§ **WRITTEN EXERCISE**
Repeat each line exactly as it is written.

§ **SOURCE RECORDS**
____

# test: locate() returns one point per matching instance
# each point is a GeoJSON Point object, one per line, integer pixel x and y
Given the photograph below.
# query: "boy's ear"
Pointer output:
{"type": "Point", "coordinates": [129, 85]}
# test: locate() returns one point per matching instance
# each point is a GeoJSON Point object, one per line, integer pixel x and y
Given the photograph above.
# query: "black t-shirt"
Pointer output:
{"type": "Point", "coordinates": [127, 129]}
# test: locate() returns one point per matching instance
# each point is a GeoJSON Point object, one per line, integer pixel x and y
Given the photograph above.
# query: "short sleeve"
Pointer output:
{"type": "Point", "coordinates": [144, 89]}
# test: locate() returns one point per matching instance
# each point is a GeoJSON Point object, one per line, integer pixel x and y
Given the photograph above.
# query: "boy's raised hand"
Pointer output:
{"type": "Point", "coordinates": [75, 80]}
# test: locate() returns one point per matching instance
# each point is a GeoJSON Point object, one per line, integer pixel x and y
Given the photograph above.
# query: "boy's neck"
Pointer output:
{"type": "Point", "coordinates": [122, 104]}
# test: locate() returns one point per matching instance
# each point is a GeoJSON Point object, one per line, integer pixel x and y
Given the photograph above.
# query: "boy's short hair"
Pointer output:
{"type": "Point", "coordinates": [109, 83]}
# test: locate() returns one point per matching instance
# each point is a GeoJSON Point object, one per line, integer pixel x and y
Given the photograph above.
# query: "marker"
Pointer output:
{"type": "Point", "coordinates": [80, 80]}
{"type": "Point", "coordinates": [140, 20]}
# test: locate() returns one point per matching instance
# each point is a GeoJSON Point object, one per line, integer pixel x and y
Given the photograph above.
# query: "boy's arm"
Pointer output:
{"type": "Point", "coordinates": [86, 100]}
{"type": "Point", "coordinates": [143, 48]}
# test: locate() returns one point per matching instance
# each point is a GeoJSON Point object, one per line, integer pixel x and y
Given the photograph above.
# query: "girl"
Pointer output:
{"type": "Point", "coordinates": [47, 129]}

____

§ **TASK SOLUTION**
# test: locate() returns one point per matching instance
# each point is a GeoJSON Point object, one per line, integer pixel x and y
Given the photograph below.
# query: "boy's ear"
Pointer output:
{"type": "Point", "coordinates": [129, 85]}
# test: locate() returns one point per matching instance
# each point is a GeoJSON Point object, one per line, integer pixel x and y
Given the photograph above.
# query: "black t-shirt"
Pointer output:
{"type": "Point", "coordinates": [127, 129]}
# test: locate() returns one point per matching instance
# each point is a GeoJSON Point object, one per line, integer pixel x and y
Given the photograph above.
# query: "short sleeve"
Pointer output:
{"type": "Point", "coordinates": [144, 89]}
# test: locate() returns one point per matching instance
# each point is a GeoJSON Point object, one per line, integer pixel x and y
Given the photograph above.
# query: "boy's raised hand"
Pointer output:
{"type": "Point", "coordinates": [75, 80]}
# test: locate() returns one point per matching instance
# each point is a GeoJSON Point object, one per line, integer pixel x and y
Given the photograph above.
# query: "boy's neck"
Pointer output:
{"type": "Point", "coordinates": [122, 104]}
# test: locate() returns one point per matching instance
# each point is a GeoJSON Point object, one per line, integer pixel x and y
Given the photograph above.
# query: "boy's short hair"
Pointer output:
{"type": "Point", "coordinates": [109, 83]}
# test: locate() returns one point per matching instance
# each point is a GeoJSON Point object, one per line, integer pixel x and y
Given the photograph above.
# query: "marker"
Pointer output:
{"type": "Point", "coordinates": [80, 80]}
{"type": "Point", "coordinates": [140, 20]}
# test: locate() returns one point per matching instance
# each point is a GeoJSON Point object, one per line, integer pixel x and y
Given the photograph above.
# query: "boy's arm"
Pointer output:
{"type": "Point", "coordinates": [86, 100]}
{"type": "Point", "coordinates": [143, 48]}
# test: locate() returns one point per matching instance
# each point is a GeoJSON Point object, one per line, integer pixel x and y
Given the photograph above.
# query: "girl"
Pointer output:
{"type": "Point", "coordinates": [47, 129]}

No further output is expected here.